把下面这篇关于 Hadoop 上运行 wordcount 程序报错的帖子一字不差地完整抄写出来。
#### 页面正文 ####
2 qq 16403141 qq_16403141 于 2017.09.09 16:20 提问

新手,hadoop上运行wordcount程序报错

运行的环境是:Ubuntu14.04+hadoop2.6.1
用的是virtualBox虚拟机,然后安装了一个master和三个slave节点
hadoop是可以成功启动的,没有任何问题
在Ubuntu安装了eclipse,用java写了word count的程序,源码如下:

 package wordcount;

import java.io.IOException;
import java.util.StringTokenizer;

import org.apache.hadoop.conf.Configuration;
import org.apache.hadoop.fs.Path;
import org.apache.hadoop.io.IntWritable;
import org.apache.hadoop.io.LongWritable;
import org.apache.hadoop.io.Text;
import org.apache.hadoop.mapreduce.Job;
import org.apache.hadoop.mapreduce.Mapper;
import org.apache.hadoop.mapreduce.Reducer;
import org.apache.hadoop.mapreduce.lib.input.FileInputFormat;
import org.apache.hadoop.mapreduce.lib.output.FileOutputFormat;

/**
 * @author
 * @version 创建时间:2017年9月9日 上午8:50:51 类说明
 */
public class Wordcount {
    public static class TokenizerMapper extends Mapper<LongWritable, Text, Text, IntWritable> {
        private final static IntWritable one = new IntWritable(1);
        private Text word = new Text();

        protected void map(LongWritable key, Text value, Mapper<LongWritable, Text, Text, IntWritable>.Context context)
#### 数据摘录 ####
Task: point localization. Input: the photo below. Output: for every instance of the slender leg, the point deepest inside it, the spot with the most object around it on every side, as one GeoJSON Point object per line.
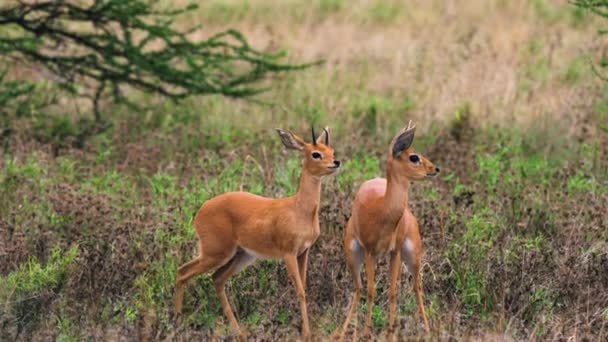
{"type": "Point", "coordinates": [395, 268]}
{"type": "Point", "coordinates": [302, 266]}
{"type": "Point", "coordinates": [417, 285]}
{"type": "Point", "coordinates": [185, 272]}
{"type": "Point", "coordinates": [292, 268]}
{"type": "Point", "coordinates": [369, 270]}
{"type": "Point", "coordinates": [354, 260]}
{"type": "Point", "coordinates": [240, 260]}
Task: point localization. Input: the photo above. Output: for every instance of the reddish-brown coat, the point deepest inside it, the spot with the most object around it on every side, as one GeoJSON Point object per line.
{"type": "Point", "coordinates": [381, 222]}
{"type": "Point", "coordinates": [236, 228]}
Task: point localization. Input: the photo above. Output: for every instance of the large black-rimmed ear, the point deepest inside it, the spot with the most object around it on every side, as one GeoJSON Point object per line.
{"type": "Point", "coordinates": [324, 136]}
{"type": "Point", "coordinates": [291, 140]}
{"type": "Point", "coordinates": [403, 140]}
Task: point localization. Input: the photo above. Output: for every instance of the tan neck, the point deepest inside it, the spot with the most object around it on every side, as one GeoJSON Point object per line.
{"type": "Point", "coordinates": [309, 192]}
{"type": "Point", "coordinates": [396, 196]}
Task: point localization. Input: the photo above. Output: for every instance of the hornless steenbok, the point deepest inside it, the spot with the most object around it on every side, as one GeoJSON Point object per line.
{"type": "Point", "coordinates": [382, 222]}
{"type": "Point", "coordinates": [236, 228]}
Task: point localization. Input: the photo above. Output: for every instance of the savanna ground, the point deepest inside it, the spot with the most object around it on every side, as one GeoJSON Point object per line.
{"type": "Point", "coordinates": [515, 228]}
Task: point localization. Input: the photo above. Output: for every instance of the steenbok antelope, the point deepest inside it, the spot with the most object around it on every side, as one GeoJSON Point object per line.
{"type": "Point", "coordinates": [236, 228]}
{"type": "Point", "coordinates": [382, 222]}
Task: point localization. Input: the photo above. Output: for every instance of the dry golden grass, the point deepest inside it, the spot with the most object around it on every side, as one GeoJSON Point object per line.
{"type": "Point", "coordinates": [508, 59]}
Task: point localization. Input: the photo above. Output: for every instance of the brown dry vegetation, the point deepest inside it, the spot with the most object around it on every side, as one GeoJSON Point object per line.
{"type": "Point", "coordinates": [515, 231]}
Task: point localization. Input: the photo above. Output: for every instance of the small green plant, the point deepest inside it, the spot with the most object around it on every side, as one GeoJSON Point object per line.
{"type": "Point", "coordinates": [33, 277]}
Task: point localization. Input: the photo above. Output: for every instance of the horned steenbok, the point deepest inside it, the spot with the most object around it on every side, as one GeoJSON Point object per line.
{"type": "Point", "coordinates": [236, 228]}
{"type": "Point", "coordinates": [381, 222]}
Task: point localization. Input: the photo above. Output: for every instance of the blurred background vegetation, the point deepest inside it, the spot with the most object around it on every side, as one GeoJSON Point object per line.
{"type": "Point", "coordinates": [509, 100]}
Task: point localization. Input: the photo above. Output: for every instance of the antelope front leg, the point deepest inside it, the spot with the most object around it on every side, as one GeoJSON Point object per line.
{"type": "Point", "coordinates": [302, 266]}
{"type": "Point", "coordinates": [292, 268]}
{"type": "Point", "coordinates": [417, 285]}
{"type": "Point", "coordinates": [395, 268]}
{"type": "Point", "coordinates": [369, 270]}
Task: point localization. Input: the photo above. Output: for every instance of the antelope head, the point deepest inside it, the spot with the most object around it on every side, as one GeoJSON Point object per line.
{"type": "Point", "coordinates": [318, 156]}
{"type": "Point", "coordinates": [404, 162]}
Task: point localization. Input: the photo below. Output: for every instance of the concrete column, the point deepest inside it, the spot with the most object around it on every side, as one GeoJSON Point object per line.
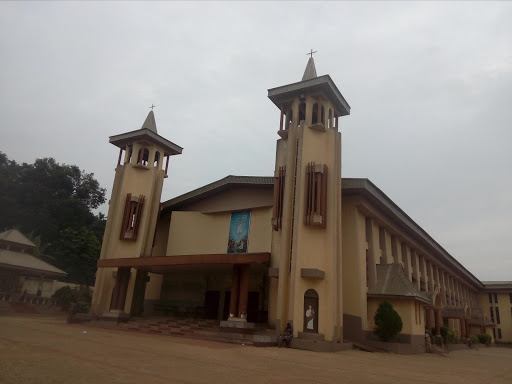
{"type": "Point", "coordinates": [120, 289]}
{"type": "Point", "coordinates": [235, 285]}
{"type": "Point", "coordinates": [428, 320]}
{"type": "Point", "coordinates": [406, 258]}
{"type": "Point", "coordinates": [438, 320]}
{"type": "Point", "coordinates": [416, 268]}
{"type": "Point", "coordinates": [462, 328]}
{"type": "Point", "coordinates": [372, 271]}
{"type": "Point", "coordinates": [244, 291]}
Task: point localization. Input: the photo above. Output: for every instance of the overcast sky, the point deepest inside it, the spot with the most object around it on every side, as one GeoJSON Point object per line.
{"type": "Point", "coordinates": [430, 86]}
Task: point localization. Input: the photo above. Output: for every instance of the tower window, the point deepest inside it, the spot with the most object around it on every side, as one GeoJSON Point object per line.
{"type": "Point", "coordinates": [143, 156]}
{"type": "Point", "coordinates": [316, 195]}
{"type": "Point", "coordinates": [131, 218]}
{"type": "Point", "coordinates": [279, 179]}
{"type": "Point", "coordinates": [314, 118]}
{"type": "Point", "coordinates": [302, 111]}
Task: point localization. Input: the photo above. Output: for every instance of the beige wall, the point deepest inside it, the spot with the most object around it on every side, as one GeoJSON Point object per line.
{"type": "Point", "coordinates": [193, 233]}
{"type": "Point", "coordinates": [505, 310]}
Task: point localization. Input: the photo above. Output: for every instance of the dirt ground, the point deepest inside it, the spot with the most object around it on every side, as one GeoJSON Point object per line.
{"type": "Point", "coordinates": [46, 350]}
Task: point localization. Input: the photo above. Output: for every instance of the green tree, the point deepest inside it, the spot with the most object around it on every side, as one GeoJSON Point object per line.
{"type": "Point", "coordinates": [387, 321]}
{"type": "Point", "coordinates": [54, 204]}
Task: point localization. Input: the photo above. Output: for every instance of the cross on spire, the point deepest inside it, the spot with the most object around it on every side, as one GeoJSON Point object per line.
{"type": "Point", "coordinates": [311, 53]}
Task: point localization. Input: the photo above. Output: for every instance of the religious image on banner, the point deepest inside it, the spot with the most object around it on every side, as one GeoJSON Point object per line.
{"type": "Point", "coordinates": [239, 232]}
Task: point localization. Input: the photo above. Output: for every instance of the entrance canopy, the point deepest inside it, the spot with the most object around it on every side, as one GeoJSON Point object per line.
{"type": "Point", "coordinates": [146, 263]}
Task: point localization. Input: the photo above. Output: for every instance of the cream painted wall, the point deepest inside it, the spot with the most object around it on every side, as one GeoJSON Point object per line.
{"type": "Point", "coordinates": [193, 233]}
{"type": "Point", "coordinates": [354, 260]}
{"type": "Point", "coordinates": [505, 309]}
{"type": "Point", "coordinates": [411, 312]}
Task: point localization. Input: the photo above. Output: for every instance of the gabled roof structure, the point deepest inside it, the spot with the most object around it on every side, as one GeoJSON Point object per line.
{"type": "Point", "coordinates": [15, 236]}
{"type": "Point", "coordinates": [147, 133]}
{"type": "Point", "coordinates": [392, 283]}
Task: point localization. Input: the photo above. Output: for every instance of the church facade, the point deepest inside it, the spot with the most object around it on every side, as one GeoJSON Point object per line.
{"type": "Point", "coordinates": [303, 246]}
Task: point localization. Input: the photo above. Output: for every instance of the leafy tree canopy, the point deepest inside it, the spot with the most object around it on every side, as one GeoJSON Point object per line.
{"type": "Point", "coordinates": [53, 203]}
{"type": "Point", "coordinates": [388, 322]}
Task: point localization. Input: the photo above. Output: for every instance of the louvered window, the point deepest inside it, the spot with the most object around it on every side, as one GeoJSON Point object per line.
{"type": "Point", "coordinates": [316, 195]}
{"type": "Point", "coordinates": [131, 218]}
{"type": "Point", "coordinates": [279, 179]}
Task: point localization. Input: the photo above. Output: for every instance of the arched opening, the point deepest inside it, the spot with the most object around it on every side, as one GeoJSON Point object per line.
{"type": "Point", "coordinates": [311, 311]}
{"type": "Point", "coordinates": [314, 117]}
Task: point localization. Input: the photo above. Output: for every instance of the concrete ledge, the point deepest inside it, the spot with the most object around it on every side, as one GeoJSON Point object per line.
{"type": "Point", "coordinates": [237, 324]}
{"type": "Point", "coordinates": [312, 273]}
{"type": "Point", "coordinates": [311, 336]}
{"type": "Point", "coordinates": [319, 346]}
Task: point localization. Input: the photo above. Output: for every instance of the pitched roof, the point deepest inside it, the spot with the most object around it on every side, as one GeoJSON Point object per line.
{"type": "Point", "coordinates": [216, 187]}
{"type": "Point", "coordinates": [15, 236]}
{"type": "Point", "coordinates": [29, 263]}
{"type": "Point", "coordinates": [150, 122]}
{"type": "Point", "coordinates": [392, 283]}
{"type": "Point", "coordinates": [310, 71]}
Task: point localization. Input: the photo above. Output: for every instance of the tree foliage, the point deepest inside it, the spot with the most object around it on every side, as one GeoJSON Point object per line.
{"type": "Point", "coordinates": [53, 203]}
{"type": "Point", "coordinates": [388, 322]}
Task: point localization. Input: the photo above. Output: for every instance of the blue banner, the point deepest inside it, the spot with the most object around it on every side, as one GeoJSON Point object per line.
{"type": "Point", "coordinates": [239, 232]}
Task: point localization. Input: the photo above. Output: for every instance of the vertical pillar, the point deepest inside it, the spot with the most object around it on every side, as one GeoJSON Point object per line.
{"type": "Point", "coordinates": [235, 285]}
{"type": "Point", "coordinates": [437, 321]}
{"type": "Point", "coordinates": [120, 289]}
{"type": "Point", "coordinates": [244, 291]}
{"type": "Point", "coordinates": [281, 120]}
{"type": "Point", "coordinates": [371, 268]}
{"type": "Point", "coordinates": [462, 328]}
{"type": "Point", "coordinates": [428, 320]}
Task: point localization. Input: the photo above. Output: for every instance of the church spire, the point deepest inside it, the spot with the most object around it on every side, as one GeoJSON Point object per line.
{"type": "Point", "coordinates": [310, 72]}
{"type": "Point", "coordinates": [150, 122]}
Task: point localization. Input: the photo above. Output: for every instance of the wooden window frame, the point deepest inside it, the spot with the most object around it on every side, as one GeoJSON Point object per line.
{"type": "Point", "coordinates": [131, 218]}
{"type": "Point", "coordinates": [316, 195]}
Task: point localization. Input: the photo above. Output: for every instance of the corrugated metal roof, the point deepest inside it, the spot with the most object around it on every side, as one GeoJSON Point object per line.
{"type": "Point", "coordinates": [217, 186]}
{"type": "Point", "coordinates": [15, 236]}
{"type": "Point", "coordinates": [392, 282]}
{"type": "Point", "coordinates": [27, 261]}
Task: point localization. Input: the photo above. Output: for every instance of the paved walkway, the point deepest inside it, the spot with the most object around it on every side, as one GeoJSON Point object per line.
{"type": "Point", "coordinates": [46, 350]}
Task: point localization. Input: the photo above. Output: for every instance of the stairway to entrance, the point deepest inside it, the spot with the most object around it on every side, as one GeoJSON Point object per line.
{"type": "Point", "coordinates": [194, 328]}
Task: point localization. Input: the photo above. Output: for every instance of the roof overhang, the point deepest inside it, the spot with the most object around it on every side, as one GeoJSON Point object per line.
{"type": "Point", "coordinates": [322, 84]}
{"type": "Point", "coordinates": [145, 134]}
{"type": "Point", "coordinates": [179, 260]}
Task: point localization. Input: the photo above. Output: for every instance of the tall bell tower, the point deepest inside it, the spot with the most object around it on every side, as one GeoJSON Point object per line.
{"type": "Point", "coordinates": [132, 216]}
{"type": "Point", "coordinates": [306, 255]}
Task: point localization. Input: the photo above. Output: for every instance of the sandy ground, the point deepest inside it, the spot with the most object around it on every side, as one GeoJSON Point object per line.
{"type": "Point", "coordinates": [46, 350]}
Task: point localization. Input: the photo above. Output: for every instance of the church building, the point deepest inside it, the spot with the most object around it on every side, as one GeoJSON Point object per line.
{"type": "Point", "coordinates": [304, 246]}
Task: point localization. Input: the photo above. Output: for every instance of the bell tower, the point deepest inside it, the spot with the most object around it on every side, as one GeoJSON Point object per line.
{"type": "Point", "coordinates": [133, 212]}
{"type": "Point", "coordinates": [306, 242]}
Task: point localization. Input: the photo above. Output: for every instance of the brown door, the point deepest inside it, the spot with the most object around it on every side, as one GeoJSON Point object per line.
{"type": "Point", "coordinates": [311, 311]}
{"type": "Point", "coordinates": [211, 304]}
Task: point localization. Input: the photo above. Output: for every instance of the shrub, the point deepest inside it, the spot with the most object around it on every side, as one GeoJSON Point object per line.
{"type": "Point", "coordinates": [452, 336]}
{"type": "Point", "coordinates": [474, 339]}
{"type": "Point", "coordinates": [66, 296]}
{"type": "Point", "coordinates": [387, 321]}
{"type": "Point", "coordinates": [484, 338]}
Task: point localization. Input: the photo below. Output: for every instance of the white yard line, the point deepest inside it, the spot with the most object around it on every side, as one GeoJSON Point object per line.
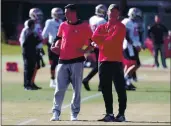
{"type": "Point", "coordinates": [26, 122]}
{"type": "Point", "coordinates": [63, 108]}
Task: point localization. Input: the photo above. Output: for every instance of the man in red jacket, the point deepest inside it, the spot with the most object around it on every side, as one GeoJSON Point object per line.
{"type": "Point", "coordinates": [109, 38]}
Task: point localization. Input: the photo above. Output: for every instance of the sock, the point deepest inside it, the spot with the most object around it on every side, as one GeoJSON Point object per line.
{"type": "Point", "coordinates": [111, 114]}
{"type": "Point", "coordinates": [128, 82]}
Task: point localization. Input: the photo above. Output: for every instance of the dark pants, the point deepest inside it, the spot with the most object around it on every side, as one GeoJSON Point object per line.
{"type": "Point", "coordinates": [157, 48]}
{"type": "Point", "coordinates": [108, 72]}
{"type": "Point", "coordinates": [53, 58]}
{"type": "Point", "coordinates": [95, 68]}
{"type": "Point", "coordinates": [29, 68]}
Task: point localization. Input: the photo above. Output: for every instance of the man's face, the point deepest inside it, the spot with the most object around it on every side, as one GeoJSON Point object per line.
{"type": "Point", "coordinates": [157, 19]}
{"type": "Point", "coordinates": [32, 26]}
{"type": "Point", "coordinates": [69, 14]}
{"type": "Point", "coordinates": [113, 14]}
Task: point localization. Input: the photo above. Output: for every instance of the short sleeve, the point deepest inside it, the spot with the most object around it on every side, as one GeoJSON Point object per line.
{"type": "Point", "coordinates": [88, 32]}
{"type": "Point", "coordinates": [59, 34]}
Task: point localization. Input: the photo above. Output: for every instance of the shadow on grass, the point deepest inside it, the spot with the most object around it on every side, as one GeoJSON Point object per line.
{"type": "Point", "coordinates": [122, 122]}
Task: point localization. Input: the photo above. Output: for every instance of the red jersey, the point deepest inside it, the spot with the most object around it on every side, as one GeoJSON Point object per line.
{"type": "Point", "coordinates": [74, 37]}
{"type": "Point", "coordinates": [109, 39]}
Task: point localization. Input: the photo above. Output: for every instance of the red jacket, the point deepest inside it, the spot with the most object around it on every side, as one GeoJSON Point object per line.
{"type": "Point", "coordinates": [109, 38]}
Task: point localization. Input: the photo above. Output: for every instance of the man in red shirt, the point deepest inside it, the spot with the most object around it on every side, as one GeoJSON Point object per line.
{"type": "Point", "coordinates": [109, 38]}
{"type": "Point", "coordinates": [73, 37]}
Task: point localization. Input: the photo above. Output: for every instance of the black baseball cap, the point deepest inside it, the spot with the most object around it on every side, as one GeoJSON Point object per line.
{"type": "Point", "coordinates": [72, 7]}
{"type": "Point", "coordinates": [30, 22]}
{"type": "Point", "coordinates": [113, 6]}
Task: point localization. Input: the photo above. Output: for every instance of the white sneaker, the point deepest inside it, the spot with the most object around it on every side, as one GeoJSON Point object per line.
{"type": "Point", "coordinates": [74, 118]}
{"type": "Point", "coordinates": [52, 83]}
{"type": "Point", "coordinates": [55, 117]}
####
## 任务回答
2 qq 16403141 qq_16403141 于 2017.09.09 16:20 提问

新手,hadoop上运行wordcount程序报错

运行的环境是:Ubuntu14.04+hadoop2.6.1
用的是virtualBox虚拟机,然后安装了一个master和三个slave节点
hadoop是可以成功启动的,没有任何问题
在Ubuntu安装了eclipse,用java写了word count的程序,源码如下:

 package wordcount;

import java.io.IOException;
import java.util.StringTokenizer;

import org.apache.hadoop.conf.Configuration;
import org.apache.hadoop.fs.Path;
import org.apache.hadoop.io.IntWritable;
import org.apache.hadoop.io.LongWritable;
import org.apache.hadoop.io.Text;
import org.apache.hadoop.mapreduce.Job;
import org.apache.hadoop.mapreduce.Mapper;
import org.apache.hadoop.mapreduce.Reducer;
import org.apache.hadoop.mapreduce.lib.input.FileInputFormat;
import org.apache.hadoop.mapreduce.lib.output.FileOutputFormat;

/**
 * @author
 * @version 创建时间:2017年9月9日 上午8:50:51 类说明
 */
public class Wordcount {
    public static class TokenizerMapper extends Mapper<LongWritable, Text, Text, IntWritable> {
        private final static IntWritable one = new IntWritable(1);
        private Text word = new Text();

        protected void map(LongWritable key, Text value, Mapper<LongWritable, Text, Text, IntWritable>.Context context)